Data provided:

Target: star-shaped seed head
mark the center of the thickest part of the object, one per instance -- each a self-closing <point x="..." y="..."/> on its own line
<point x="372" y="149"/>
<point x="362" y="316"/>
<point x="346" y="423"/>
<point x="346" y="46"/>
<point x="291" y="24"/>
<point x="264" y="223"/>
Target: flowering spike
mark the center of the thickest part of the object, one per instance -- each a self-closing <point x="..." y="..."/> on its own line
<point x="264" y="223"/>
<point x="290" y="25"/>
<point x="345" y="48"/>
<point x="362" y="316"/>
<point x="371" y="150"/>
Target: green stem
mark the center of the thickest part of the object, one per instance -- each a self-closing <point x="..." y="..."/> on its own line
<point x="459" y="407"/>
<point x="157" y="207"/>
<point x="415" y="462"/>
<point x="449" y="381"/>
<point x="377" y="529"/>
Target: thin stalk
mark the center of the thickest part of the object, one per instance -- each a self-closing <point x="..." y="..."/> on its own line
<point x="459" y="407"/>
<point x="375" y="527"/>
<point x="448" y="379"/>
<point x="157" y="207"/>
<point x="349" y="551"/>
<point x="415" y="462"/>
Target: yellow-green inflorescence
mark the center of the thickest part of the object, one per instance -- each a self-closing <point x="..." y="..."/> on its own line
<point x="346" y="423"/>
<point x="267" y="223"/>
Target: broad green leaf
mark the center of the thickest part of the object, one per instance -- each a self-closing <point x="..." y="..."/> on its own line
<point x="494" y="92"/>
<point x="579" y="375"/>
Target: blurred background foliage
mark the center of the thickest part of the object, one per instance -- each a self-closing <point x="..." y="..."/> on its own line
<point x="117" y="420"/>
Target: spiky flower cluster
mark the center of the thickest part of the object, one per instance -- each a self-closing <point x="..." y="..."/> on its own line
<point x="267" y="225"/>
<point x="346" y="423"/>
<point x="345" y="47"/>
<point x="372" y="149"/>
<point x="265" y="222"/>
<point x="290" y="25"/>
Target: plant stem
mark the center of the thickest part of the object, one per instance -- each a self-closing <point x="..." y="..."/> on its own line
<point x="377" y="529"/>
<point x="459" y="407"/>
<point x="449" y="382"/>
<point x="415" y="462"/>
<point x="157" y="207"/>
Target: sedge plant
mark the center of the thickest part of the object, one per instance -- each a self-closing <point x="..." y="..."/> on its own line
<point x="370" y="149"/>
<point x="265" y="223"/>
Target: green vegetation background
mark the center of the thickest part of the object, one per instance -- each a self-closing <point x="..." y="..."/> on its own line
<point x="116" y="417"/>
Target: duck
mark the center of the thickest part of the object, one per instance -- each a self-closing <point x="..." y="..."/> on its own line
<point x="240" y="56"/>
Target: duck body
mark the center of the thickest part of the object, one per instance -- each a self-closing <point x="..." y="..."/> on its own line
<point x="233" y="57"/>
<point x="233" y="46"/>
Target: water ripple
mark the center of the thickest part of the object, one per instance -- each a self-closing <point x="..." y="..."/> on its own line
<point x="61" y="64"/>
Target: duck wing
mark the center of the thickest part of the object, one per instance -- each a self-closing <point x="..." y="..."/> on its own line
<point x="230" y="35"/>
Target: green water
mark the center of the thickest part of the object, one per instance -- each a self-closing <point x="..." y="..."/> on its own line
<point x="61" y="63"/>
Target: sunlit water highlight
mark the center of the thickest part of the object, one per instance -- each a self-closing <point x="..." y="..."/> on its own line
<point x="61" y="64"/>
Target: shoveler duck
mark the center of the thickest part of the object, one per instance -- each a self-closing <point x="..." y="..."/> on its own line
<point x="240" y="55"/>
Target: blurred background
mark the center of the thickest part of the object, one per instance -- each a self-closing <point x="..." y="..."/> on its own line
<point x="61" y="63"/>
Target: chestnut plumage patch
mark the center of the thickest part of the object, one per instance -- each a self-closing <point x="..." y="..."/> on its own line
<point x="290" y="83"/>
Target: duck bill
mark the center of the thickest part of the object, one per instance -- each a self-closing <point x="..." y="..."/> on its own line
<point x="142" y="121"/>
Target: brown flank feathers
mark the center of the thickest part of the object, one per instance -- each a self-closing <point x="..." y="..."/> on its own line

The problem:
Repeat the whole listing exactly, keeping every line intact.

Answer to this problem:
Target: star-shaped seed head
mark the center of the thickest part of the object, one per instance -- each a self-closing <point x="..." y="..."/> on its own line
<point x="372" y="149"/>
<point x="362" y="316"/>
<point x="346" y="423"/>
<point x="346" y="46"/>
<point x="291" y="24"/>
<point x="264" y="223"/>
Target: flowering spike
mark the center of the thickest part of the object, one per instance -- each a self-closing <point x="..." y="..."/> on its own line
<point x="264" y="223"/>
<point x="290" y="25"/>
<point x="345" y="48"/>
<point x="362" y="316"/>
<point x="371" y="150"/>
Target: green stem
mark the center of the thickest part of the object, one per instance -- each a self-closing <point x="..." y="..."/> on its own line
<point x="459" y="407"/>
<point x="157" y="207"/>
<point x="415" y="462"/>
<point x="449" y="381"/>
<point x="377" y="529"/>
Target: thin stalk
mark the center of the thickest part of the object, one per instance -- each a self-closing <point x="..." y="..."/> on its own line
<point x="459" y="407"/>
<point x="375" y="527"/>
<point x="448" y="379"/>
<point x="157" y="207"/>
<point x="349" y="551"/>
<point x="415" y="462"/>
Target: yellow-green inflorescence
mark the center of the thickest part of the object, one per instance -- each a self-closing <point x="..." y="..."/> on its own line
<point x="346" y="423"/>
<point x="267" y="223"/>
Target: broad green leaf
mark the center of the thickest part of the object, one per instance -- each a self-closing <point x="..." y="..."/> on its own line
<point x="494" y="92"/>
<point x="579" y="375"/>
Target: blurred background foliage
mark the center of the thickest part of the object, one per instance -- each a self-closing <point x="..." y="..."/> on its own line
<point x="117" y="420"/>
Target: spiky flower cluster
mark the center of the thickest part of the object, one per instance -- each a self-closing <point x="..." y="..."/> on its own line
<point x="267" y="225"/>
<point x="346" y="423"/>
<point x="345" y="47"/>
<point x="372" y="149"/>
<point x="265" y="222"/>
<point x="290" y="25"/>
Target: plant stem
mark the center of the thickest part of the object, one per instance -- each a self-closing <point x="..." y="..."/> on its own line
<point x="377" y="529"/>
<point x="459" y="407"/>
<point x="449" y="382"/>
<point x="415" y="462"/>
<point x="157" y="207"/>
Target: sedge plant
mark the center of the thickest part of the object, one per instance -- each a self-closing <point x="..." y="..."/> on its own line
<point x="370" y="149"/>
<point x="265" y="223"/>
Target: green vegetation background
mark the center of the thickest part of the object, one per instance -- each a self-closing <point x="..." y="..."/> on its own line
<point x="116" y="417"/>
Target: duck
mark the center of the thickest part of the object, one per instance -- each a self-closing <point x="..." y="..."/> on its own line
<point x="240" y="56"/>
Target: duck body
mark the center of the thickest part of the object, one per instance -- each a self-closing <point x="..." y="..."/> on its own line
<point x="233" y="57"/>
<point x="233" y="46"/>
Target: water ripple
mark the center of the thickest part of the object, one per instance -- each a self-closing <point x="..." y="..."/> on its own line
<point x="61" y="64"/>
Target: duck wing
mark the center of the thickest part of the object, one per instance -- each a self-closing <point x="..." y="..."/> on its own line
<point x="230" y="35"/>
Target: green water
mark the center of the thickest part of the object, one per instance -- each a self-closing <point x="..." y="..."/> on its own line
<point x="61" y="63"/>
Target: sunlit water highlight
mark the center of the thickest part of the object, one per instance -- each a self-closing <point x="..." y="..."/> on its own line
<point x="61" y="64"/>
Target: shoveler duck
mark the center of the thickest part of the object, one per instance -- each a self-closing <point x="..." y="..."/> on its own line
<point x="240" y="55"/>
Target: blurred background
mark the center of the thickest part of the object, one per instance -- each a self-closing <point x="..." y="..."/> on its own line
<point x="61" y="63"/>
Target: chestnut plumage patch
mark the center of the thickest part of the object, one per instance -- each a self-closing <point x="..." y="..."/> on its own line
<point x="290" y="83"/>
Target: duck bill
mark the center of the thickest part of the object, one per instance -- each a self-closing <point x="..." y="..."/> on its own line
<point x="142" y="121"/>
Target: brown flank feathers
mark the center of the thickest part of the object, one per instance -- each a self-closing <point x="..." y="..."/> on its own line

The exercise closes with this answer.